▶ **WRITTEN EXERCISE**
In full and without deviation, write out the entries that follow.

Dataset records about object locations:
++++++++
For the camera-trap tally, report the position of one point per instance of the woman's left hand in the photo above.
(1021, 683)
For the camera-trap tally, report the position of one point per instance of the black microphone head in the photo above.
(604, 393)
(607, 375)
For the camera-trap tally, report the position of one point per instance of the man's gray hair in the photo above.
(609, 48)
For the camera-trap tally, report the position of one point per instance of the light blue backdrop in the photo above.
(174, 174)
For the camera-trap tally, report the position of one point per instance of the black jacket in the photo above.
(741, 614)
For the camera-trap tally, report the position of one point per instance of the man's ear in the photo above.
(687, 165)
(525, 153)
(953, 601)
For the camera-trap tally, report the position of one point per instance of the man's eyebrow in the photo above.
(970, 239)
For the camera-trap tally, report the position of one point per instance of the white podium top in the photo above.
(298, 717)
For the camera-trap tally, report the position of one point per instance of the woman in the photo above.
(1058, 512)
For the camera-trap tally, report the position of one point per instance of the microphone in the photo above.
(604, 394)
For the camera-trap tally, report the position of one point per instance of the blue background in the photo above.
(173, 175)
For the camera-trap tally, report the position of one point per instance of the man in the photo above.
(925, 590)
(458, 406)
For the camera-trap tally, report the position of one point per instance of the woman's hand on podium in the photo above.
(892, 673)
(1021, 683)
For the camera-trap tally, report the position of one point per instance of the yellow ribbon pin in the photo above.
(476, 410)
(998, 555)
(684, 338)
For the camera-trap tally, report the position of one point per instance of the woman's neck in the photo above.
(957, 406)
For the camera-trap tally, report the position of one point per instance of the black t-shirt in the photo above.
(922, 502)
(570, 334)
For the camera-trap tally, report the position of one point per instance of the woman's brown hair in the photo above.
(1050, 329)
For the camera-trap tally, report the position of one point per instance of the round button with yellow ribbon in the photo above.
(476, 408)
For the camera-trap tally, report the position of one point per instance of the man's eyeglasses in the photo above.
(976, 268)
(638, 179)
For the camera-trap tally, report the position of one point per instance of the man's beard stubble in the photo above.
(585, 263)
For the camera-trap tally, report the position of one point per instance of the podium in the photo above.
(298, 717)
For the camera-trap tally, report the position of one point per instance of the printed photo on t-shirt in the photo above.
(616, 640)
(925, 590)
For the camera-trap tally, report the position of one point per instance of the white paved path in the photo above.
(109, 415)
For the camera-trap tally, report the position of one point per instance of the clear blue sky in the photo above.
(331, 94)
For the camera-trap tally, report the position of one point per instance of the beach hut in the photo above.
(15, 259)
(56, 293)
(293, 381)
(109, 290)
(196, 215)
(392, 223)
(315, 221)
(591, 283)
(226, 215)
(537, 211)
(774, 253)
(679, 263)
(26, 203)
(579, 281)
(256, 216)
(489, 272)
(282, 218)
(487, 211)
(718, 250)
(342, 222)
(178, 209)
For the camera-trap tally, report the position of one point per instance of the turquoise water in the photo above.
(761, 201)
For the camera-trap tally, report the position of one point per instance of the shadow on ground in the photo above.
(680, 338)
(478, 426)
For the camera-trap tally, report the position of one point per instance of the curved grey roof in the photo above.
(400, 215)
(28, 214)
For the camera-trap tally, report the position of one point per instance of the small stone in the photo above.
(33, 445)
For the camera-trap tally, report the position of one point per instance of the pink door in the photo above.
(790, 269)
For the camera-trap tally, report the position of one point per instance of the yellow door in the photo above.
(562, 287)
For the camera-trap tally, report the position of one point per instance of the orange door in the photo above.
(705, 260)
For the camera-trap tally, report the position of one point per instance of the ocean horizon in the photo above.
++++++++
▶ **TASK SOLUTION**
For the camera-trap tally, report the position of one point per instance of the woman's left hand in the photo above.
(1021, 683)
For the camera-trap tally, report the position of one point per instance of the black microphone head in the photo above.
(604, 393)
(607, 375)
For the camera-trap tally, report the position of one point per instance of the man's gray hair in the photo above.
(609, 48)
For the camera-trap tally, report the position of one point per instance of the light blue backdrop in the photo above.
(174, 174)
For the camera-trap tally, report the position of one point per instance of the black jacket in the photo above.
(741, 614)
For the camera-trap tally, report the position of one point per instance of the man's ear in the photo above.
(687, 165)
(525, 153)
(953, 601)
For the camera-trap tally, report the position of one point per instance of the man's eyebrow in the photo above.
(970, 239)
For the camera-trap tally, report the position of one point per instance of the white podium top in the photo above.
(298, 717)
For the camera-trap tally, report the position of one point per instance of the woman in the photo above.
(1058, 512)
For the camera-trap tally, report the position of one point per instance of the microphone in the photo above.
(604, 394)
For the camera-trap tally, report the position of one point per instance of the blue background in the photo above.
(173, 175)
For the camera-trap tally, report the position of one point per instance of the man in the photo above.
(925, 590)
(458, 406)
For the camera-trap tally, report the position of one point per instance of the woman's hand on podium in the photo above.
(892, 673)
(1021, 683)
For the camera-trap tally, report the position of one point per instance of the yellow ribbon pin in the photo above.
(476, 410)
(998, 555)
(684, 338)
For the camera-trap tally, report the position of one point per instance of the woman's neck in the photo above.
(957, 406)
For the camera-trap tally, report the position of one point per instance of the black t-shirt in the photo above.
(922, 502)
(570, 334)
For the camera-trap tally, report the position of one point per instance of the woman's brown hair in the photo above.
(1050, 329)
For the camera-trap tally, report the position of one point per instance of the round button with yellow ribbon in the photo above.
(476, 408)
For the camera-trap tally, report the position of one point per instance of the man's eyeglasses in the photo above.
(976, 268)
(638, 179)
For the camera-trap tally, report the position of one point per instance of the man's beard stubble in the photo above.
(585, 263)
For the camera-trap tally, report the position of one point per instance of the podium in the photo above.
(298, 717)
For the camera-trap tally, report the position of one point per instance of the printed photo on t-shirt in the photo above.
(616, 640)
(925, 590)
For the camera-trap tally, report the position of one point per instance of the white paved path in the photo above.
(109, 415)
For the camera-trap tally, report the position of one point per instance of the clear blue sky in the photo above.
(331, 94)
For the camera-trap tally, report the position of one point per instance of the beach hut in the photo above.
(15, 259)
(56, 293)
(293, 381)
(109, 290)
(196, 215)
(392, 223)
(315, 221)
(591, 283)
(226, 215)
(537, 211)
(774, 253)
(679, 263)
(26, 203)
(579, 281)
(256, 216)
(489, 272)
(282, 218)
(487, 211)
(718, 250)
(342, 222)
(178, 209)
For the camera-trap tally, report the position of one point per instance of the turquoise water in the photo above.
(761, 201)
For the camera-trap tally, report the position of one point per instance of the shadow on ground in the photo above.
(680, 338)
(478, 426)
For the camera-trap tally, report the position of one point per instance of the curved grey roof in the photo above.
(400, 215)
(28, 214)
For the camera-trap tally, report the position of one point per instance of the small stone in the photo above.
(33, 445)
For the camera-trap tally, report the position of one point per instance of the pink door in the photo above.
(790, 269)
For the camera-trap tally, report the position of one point per instance of the yellow door in the photo above.
(562, 287)
For the camera-trap tally, report the position of one point per instance of the orange door in the photo above.
(705, 260)
For the camera-trap tally, report the position of one point per instance of the ocean horizon in the photo above.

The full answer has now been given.